(Collection entries)
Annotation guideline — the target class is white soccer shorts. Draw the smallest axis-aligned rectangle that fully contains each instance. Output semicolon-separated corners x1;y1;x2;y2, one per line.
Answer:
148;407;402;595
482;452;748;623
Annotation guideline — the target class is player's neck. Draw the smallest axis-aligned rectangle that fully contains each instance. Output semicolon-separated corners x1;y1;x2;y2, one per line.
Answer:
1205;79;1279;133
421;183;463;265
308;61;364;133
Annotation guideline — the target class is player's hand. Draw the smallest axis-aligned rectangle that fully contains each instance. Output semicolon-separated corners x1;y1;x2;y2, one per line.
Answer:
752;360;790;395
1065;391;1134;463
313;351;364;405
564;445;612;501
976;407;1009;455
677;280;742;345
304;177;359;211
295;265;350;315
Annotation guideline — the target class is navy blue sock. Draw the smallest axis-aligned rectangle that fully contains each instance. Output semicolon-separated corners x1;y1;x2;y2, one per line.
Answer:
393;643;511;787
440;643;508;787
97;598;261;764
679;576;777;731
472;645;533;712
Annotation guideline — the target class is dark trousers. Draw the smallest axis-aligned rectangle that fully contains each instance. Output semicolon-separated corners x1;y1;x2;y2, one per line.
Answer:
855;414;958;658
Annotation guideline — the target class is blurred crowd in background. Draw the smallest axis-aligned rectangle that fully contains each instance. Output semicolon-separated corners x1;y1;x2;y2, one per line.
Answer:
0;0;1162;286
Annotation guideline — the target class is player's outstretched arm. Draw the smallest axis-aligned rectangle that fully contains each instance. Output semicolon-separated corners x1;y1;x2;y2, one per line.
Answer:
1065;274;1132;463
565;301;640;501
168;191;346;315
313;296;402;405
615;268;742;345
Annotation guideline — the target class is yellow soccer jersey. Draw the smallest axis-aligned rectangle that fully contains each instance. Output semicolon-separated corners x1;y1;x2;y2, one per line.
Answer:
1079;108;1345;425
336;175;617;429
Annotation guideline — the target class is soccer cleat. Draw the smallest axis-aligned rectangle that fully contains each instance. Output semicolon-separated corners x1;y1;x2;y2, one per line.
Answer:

### Exercise directions
Starting at the beginning of the data and ending at the line containing "482;452;748;623", rewrite every line in that span unchanged except for the coordinates in the answers. Scale each of those coordinates by 1.8 and round it to a whole number, with halves rounding up.

### Solved exercise
Annotation guideline — the target class is white soccer shorts. Draw the smallest axis-aligned rectangle that fully contains each instance. Output semicolon-separated corners x1;y1;x2;y2, one per line.
Answer:
266;733;724;1071
868;814;1346;1121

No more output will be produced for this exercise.